Le COVID-19 met aussi en avant le risque de sur-modération. Alors que la pandémie oblige les réseaux sociaux à s’appuyer davantage sur la modération automatique, les erreurs techniques et les excès de zèle se sont multipliés—sans que l’on sache vraiment différencier les uns des autres. Il est facile d’imaginer comment, par crainte des conséquences réputationnelles ou légales, les plateformes pourraient être tentées de retirer le contenu “possiblement illicite” en plus du contenu “manifestement illicite”, comme le souligne le journaliste Marc Rees.
Si l’on tire le trait, la menace est naturellement celle d’une fragilisation de la liberté d’expression avec l’émergence d’un Internet centralisé autour de quelques plateformes aseptisées, aux règles opaques et arbitraires, appliquées en masse par des algorithmes. Des risques auxquels il faut ajouter la généralisation des décisions administratives ou policières et leur éventuelle instrumentalisation, au détriment de celles de l’autorité judiciaire indépendante.
Internet, zone de non-droit ?
Au-delà de la question du “comment” de la modération, la question du “pourquoi” est trop souvent absente des débats. On présente Internet et sa composante sociale, au mieux comme des espaces “très colériques”, au pire comme “un enfer” où “trolls, haters et têtes d’œufs anonymes” agissent en “quasi-impunité”. Qu’en est-il dans la réalité ?
Selon le chercheur Romain Badouard, “les discours haineux semblent très minoritaires en proportion de l’ensemble des commentaires postés sur les réseaux sociaux” (entre 2 et 5 % des messages selon les plateformes). La “tyrannie des agissants”, chère au sociologue Dominique Cardon, les rend cependant très visibles dans un espace numérique qui reflète avant tout le comportement de ses utilisateurs actifs.

* * * * * * * * *

● **Série de tâches**
• 1. D'après le texte sur la modération en ligne, quelle part des messages les discours haineux représentent-ils sur les réseaux sociaux ?
• 2. Dans le texte sur la modération en ligne, pourquoi les discours haineux sont-ils très visibles alors qu'ils restent minoritaires ?
• 3. Prolongez le texte sur la modération en ligne à partir de sa dernière phrase.
Ces enregistrements n'ont aucun rapport avec le texte sur la modération en ligne.

(Enregistrements extraits d'une collection)
* * * * * * * * *

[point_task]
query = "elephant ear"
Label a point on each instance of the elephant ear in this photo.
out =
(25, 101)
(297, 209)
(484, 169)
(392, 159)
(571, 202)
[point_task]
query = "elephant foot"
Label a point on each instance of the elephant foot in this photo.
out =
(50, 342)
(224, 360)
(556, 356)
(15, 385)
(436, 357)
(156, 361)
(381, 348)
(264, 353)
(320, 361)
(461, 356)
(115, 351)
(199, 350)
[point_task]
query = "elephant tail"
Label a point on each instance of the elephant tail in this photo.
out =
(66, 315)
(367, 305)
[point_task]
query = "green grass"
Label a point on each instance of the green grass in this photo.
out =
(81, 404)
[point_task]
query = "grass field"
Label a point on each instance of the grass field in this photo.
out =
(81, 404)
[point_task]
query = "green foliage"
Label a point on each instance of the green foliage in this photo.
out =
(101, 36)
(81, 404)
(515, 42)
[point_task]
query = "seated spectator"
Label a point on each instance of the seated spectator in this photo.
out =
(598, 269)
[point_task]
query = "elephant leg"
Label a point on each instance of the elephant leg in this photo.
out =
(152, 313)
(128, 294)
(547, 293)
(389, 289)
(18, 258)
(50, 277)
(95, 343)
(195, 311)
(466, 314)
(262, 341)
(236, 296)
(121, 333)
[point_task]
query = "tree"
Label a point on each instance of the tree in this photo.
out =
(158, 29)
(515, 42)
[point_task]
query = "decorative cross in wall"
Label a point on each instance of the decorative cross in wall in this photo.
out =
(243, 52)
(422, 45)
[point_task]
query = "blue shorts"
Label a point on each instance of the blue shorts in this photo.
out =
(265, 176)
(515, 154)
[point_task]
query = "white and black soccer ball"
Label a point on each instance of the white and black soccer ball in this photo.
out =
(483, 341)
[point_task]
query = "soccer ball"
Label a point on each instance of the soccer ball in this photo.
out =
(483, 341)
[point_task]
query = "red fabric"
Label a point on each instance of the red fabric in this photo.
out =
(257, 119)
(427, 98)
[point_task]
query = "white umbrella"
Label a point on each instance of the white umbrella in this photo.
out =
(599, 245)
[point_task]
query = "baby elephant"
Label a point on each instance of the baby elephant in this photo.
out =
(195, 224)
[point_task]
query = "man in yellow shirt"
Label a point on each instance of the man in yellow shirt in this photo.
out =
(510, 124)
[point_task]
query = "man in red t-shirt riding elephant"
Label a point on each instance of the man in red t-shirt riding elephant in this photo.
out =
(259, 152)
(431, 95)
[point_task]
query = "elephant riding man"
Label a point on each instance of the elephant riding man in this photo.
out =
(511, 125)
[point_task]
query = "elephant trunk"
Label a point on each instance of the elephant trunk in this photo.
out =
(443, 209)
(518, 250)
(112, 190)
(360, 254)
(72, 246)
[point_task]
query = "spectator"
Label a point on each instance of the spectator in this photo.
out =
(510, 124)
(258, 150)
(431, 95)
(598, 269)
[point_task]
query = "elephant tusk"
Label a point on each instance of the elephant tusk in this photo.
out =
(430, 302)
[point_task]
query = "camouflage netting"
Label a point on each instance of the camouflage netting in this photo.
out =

* * * * * * * * *

● **Réponses aux exercices**
• 1. Ils représentent entre 2 et 5 % des messages, selon les plateformes.

• 2. Ils sont très visibles à cause de la « tyrannie des agissants », notion chère au sociologue Dominique Cardon. L'espace numérique reflète avant tout le comportement de ses utilisateurs actifs.

• 3.
Par ailleurs, on peut se demander si l’Internet social n’est pas simplement à l’image de la société : ni plus, ni moins civilisé. Mais c’est un espace où l’on peut, plus facilement qu’ailleurs, modérer ou censurer des propos, car fréquentés par des quidams sans légitimité, ni politique, ni médiatique et dont l’impact sur le débat public est par ailleurs probablement bien moins important qu’une sortie d’Eric Zemmour ou qu’une Une de Valeurs Actuelles. Auquel cas, les contenus litigieux évoqués ne sont pas circonscrits à Internet et doivent faire l’objet d’une réflexion politique plus large.
Cela dit, et en conclusion, plusieurs propositions intéressantes ont été ré-évoquées à l’occasion des débats autour de la loi anti-haine : rendre transparents, auditables et questionnables les algorithmes responsables de l’éditorialisation et de la modération, ou encore remettre en cause le modèle économique des grandes plateformes, leurs monopoles et les conséquences qu’ils induisent.
Le compte Twitter de la semaine
On applaudit le projet “L’Assemblée sur Wikipédia”, un compte Twitter lancé le 18 mai, qui signale automatiquement les suppressions anonymes de contenu faites sur Wikipédia depuis les adresses IPs de l'Assemblée nationale.
Il semble que les traces laissées par les détournements de fonds publics ne soient pas des plus populaires, tout comme les appartenances aux loges maçonniques. Mais la plus belle pépite reste la tentative de Thomas Thévenoud de faire oublier sa partie de Scrabble en séance.
On a aimé
Le cinquième épisode du podcast Rabbit Hole, consacré à l’ascension fulgurante du youtubeur PewDiePie et son influence sur la cyberculture.
“This was supposed to be the year driverless cars went mainstream” : de l’impact du coronavirus sur le (non-)développement de la voiture autonome.
“Our weird behavior during the pandemic is messing with AI models” ou comment les algorithmes montrent leurs failles quand nous changeons soudain de comportement.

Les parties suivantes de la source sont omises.